> **WHAT THE EXERCISE ASKS**
Nothing should be dropped or changed: copy every line of the listing.

> **SOURCE INFORMATION**
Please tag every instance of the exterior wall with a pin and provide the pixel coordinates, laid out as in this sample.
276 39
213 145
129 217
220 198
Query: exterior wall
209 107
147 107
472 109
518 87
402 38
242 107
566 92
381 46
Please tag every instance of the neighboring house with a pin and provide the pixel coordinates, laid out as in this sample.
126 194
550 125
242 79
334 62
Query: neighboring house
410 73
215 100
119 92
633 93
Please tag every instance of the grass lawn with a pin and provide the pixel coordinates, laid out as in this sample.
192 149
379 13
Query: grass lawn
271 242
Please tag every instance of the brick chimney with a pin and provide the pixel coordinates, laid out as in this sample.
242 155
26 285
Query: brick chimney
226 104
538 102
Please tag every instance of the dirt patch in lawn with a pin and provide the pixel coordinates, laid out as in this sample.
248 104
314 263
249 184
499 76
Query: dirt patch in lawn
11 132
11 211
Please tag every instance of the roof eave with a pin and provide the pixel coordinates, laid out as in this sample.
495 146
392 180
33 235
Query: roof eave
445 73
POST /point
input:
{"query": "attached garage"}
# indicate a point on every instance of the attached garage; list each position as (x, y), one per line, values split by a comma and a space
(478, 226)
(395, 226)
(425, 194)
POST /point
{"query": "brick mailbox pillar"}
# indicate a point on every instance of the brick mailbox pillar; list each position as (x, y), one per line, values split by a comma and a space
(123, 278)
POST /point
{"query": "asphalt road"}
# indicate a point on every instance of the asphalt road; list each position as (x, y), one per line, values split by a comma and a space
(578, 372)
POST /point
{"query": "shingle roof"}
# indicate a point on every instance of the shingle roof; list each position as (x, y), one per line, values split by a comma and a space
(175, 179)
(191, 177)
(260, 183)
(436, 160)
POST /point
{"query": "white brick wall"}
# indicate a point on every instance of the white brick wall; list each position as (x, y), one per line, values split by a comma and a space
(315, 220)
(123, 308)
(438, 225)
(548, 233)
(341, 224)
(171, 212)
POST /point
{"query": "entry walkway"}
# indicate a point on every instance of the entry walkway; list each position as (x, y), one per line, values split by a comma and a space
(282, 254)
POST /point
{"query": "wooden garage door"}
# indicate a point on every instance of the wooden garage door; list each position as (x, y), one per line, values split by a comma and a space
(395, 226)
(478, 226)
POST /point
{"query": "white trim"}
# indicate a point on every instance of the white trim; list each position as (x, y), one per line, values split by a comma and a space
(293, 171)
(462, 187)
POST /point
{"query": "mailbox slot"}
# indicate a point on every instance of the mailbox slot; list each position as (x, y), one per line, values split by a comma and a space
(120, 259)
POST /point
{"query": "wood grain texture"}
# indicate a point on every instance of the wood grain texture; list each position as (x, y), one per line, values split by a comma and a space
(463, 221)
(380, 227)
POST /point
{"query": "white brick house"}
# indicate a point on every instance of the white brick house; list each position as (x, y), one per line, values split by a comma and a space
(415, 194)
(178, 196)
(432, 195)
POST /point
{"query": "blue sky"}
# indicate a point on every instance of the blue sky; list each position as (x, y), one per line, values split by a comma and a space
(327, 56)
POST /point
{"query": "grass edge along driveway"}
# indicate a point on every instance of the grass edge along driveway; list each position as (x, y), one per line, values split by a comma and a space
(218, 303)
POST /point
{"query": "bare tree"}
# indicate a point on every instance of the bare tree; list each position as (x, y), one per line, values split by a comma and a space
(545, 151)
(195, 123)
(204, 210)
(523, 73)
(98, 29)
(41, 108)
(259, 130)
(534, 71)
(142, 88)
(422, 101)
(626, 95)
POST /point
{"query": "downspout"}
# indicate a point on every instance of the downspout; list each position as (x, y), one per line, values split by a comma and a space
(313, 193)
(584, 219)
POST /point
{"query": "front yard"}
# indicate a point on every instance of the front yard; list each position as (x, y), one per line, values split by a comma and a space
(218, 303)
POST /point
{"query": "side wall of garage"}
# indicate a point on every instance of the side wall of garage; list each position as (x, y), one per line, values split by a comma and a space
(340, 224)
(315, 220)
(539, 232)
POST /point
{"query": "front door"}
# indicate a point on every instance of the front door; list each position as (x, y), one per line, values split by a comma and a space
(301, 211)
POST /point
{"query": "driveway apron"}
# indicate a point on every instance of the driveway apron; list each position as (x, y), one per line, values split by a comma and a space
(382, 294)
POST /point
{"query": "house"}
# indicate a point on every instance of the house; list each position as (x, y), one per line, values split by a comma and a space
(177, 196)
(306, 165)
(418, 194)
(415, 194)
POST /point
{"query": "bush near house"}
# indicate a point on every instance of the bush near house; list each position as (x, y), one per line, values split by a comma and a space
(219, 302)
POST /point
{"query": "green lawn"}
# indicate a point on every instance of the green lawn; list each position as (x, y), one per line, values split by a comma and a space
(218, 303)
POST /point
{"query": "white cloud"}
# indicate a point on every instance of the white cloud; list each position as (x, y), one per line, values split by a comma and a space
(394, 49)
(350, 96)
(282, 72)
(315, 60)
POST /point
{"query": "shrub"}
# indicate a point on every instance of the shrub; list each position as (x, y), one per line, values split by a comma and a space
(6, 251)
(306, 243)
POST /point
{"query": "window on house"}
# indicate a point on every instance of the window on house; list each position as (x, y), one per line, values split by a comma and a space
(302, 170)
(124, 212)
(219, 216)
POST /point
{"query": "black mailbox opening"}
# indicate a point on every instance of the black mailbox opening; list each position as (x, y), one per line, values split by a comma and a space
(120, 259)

> **RESPONSE**
Please tag every instance of the exterior wall with a pin and provide the pixel coordinates, laid out as in this sample.
276 39
213 145
129 217
220 198
Query: exterior wall
209 107
147 107
472 109
518 87
402 38
242 107
566 92
381 46
Please tag every instance of the neighboring house with a pin and provide the pixel coordinates, laid out as in this sample.
126 194
550 125
242 79
334 62
Query: neighboring house
410 73
215 100
119 92
633 93
Please tag every instance of the grass lawn with a pin and provide the pixel coordinates, laid out as in this sample.
192 149
379 13
Query: grass lawn
271 242
Please tag every instance of the brick chimney with a pin and provide the pixel coordinates, laid out as in this sample.
242 155
26 285
Query: brick chimney
226 104
538 102
Please tag every instance of the dirt patch in lawn with a pin and provide the pixel coordinates, laid out as in this sample.
248 104
314 263
249 184
499 76
Query: dirt patch in lawn
11 132
11 211
Please tag every instance of the roof eave with a pin and provide the pixel coordinates, laid out as in this sample.
495 146
392 180
33 235
Query: roof eave
445 73
POST /point
input:
{"query": "attached garage"}
# indicate a point on every instance of the attached garage; list each position as (x, y), one per line, values split by a comma and a space
(478, 226)
(395, 226)
(425, 194)
POST /point
{"query": "brick mailbox pillar"}
# indicate a point on every instance of the brick mailbox pillar; list each position as (x, y), one per line, values split by a comma and a space
(123, 278)
POST /point
{"query": "asphalt road"}
# indicate a point on every instance of the asphalt road; list each position as (x, y), one per line, values split by a comma and a space
(578, 372)
POST /point
{"query": "shingle roof"}
# indicate a point on every instance of the shingle roof; list each position as (x, y), one per line, values split by a comma and a space
(175, 179)
(191, 177)
(260, 183)
(436, 160)
POST /point
{"query": "white brick wall"}
# indicate a point on every instance of the white brick wall; list each position as (x, y), one per line, values split by a comma and a space
(315, 220)
(123, 308)
(438, 225)
(548, 233)
(341, 224)
(171, 212)
POST /point
{"query": "entry walkway"}
# indicate a point on every instance of the entry walkway; list each position as (x, y), one per line, values split by a comma and a space
(282, 254)
POST /point
{"query": "wooden garage door"}
# indicate a point on every instance of the wooden garage door; list each position as (x, y), one per line, values split by a comma and a space
(395, 226)
(478, 226)
POST /point
{"query": "white trim"}
# indicate a point on every instance of the white trim; list each position as (x, y), one per line, values split by a comma and a space
(293, 171)
(462, 187)
POST /point
{"query": "mailbox slot"}
# indicate a point on every instance of the mailbox slot; list each position as (x, y), one per line, values split by a comma and a space
(120, 259)
POST /point
{"query": "wood grain texture"}
# indicate a point on every instance of the wood grain texture; list each position as (x, y), one per line, values split by a comma and a space
(463, 221)
(380, 227)
POST /point
{"query": "white brick house"}
# indicate a point on every instance of the white brick house; list each position as (x, y), one per line, values split by a comma and a space
(415, 194)
(178, 196)
(432, 195)
POST /point
{"query": "blue sky"}
# indicate a point on every instance of the blue sky; list each position as (x, y), one per line, values split by a comma and a space
(327, 56)
POST /point
{"query": "grass edge along driveway"}
# indicate a point on every instance of the grass edge along driveway; list each position as (x, y), one per line, values split by a comma and a space
(218, 303)
POST /point
{"query": "bare tree"}
# indicate a point on every instance of the bare tree; list each position as (x, y), one per line, values split by a comma and a space
(545, 151)
(195, 123)
(204, 210)
(523, 73)
(98, 29)
(41, 108)
(259, 130)
(534, 71)
(142, 88)
(422, 101)
(626, 95)
POST /point
{"query": "downspout"}
# indicate a point on every instance of the downspout; list each position as (x, y), one per line, values split by a comma and a space
(313, 193)
(584, 219)
POST /point
{"query": "front yard"}
# indicate a point on every instance of the front yard; list each position as (x, y), one per line, values split by a comma and a space
(218, 303)
POST /point
{"query": "side wall of garage"}
# indicate a point on every instance of the side wall of garage; list each position as (x, y), one per line, values split by a comma and a space
(340, 224)
(315, 220)
(539, 232)
POST /point
{"query": "front door"}
# indicate a point on every instance of the front door; list each position as (x, y), one per line, values split by a comma and a space
(301, 211)
POST /point
{"query": "driveway apron"}
# indicate a point on every instance of the driveway apron; list each position as (x, y), one per line, values split by a comma and a space
(382, 294)
POST /point
{"query": "house"}
# indicate a point on every instance of the house; list each position as (x, y), one per line, values split by a comma and a space
(177, 196)
(306, 165)
(418, 194)
(415, 194)
POST /point
{"query": "bush near house"}
# indicate a point on every instance of the bush near house; list each position as (x, y), one per line, values split by a comma and a space
(219, 302)
POST /point
{"query": "green lawn"}
# indicate a point on every instance of the green lawn; list each position as (x, y), one per line, values split by a comma and a space
(218, 303)
POST /point
{"query": "white cloud"}
# indicate a point on every instance of the white cloud; list each position as (x, y), one per line, values split by a comma and a space
(394, 49)
(350, 96)
(282, 72)
(315, 60)
POST /point
{"query": "shrub"}
# indicate a point on every instance of the shrub; list each position as (x, y), one per line, values split by a comma and a space
(6, 251)
(306, 243)
POST /point
{"query": "window on house"}
# indicate a point on every instance of the window on house; list each position as (x, y), one per line, values split by a comma and a space
(302, 170)
(124, 212)
(219, 216)
POST /point
{"query": "black mailbox opening"}
# indicate a point on every instance of the black mailbox opening; list each position as (x, y), one per line, values split by a comma and a space
(120, 259)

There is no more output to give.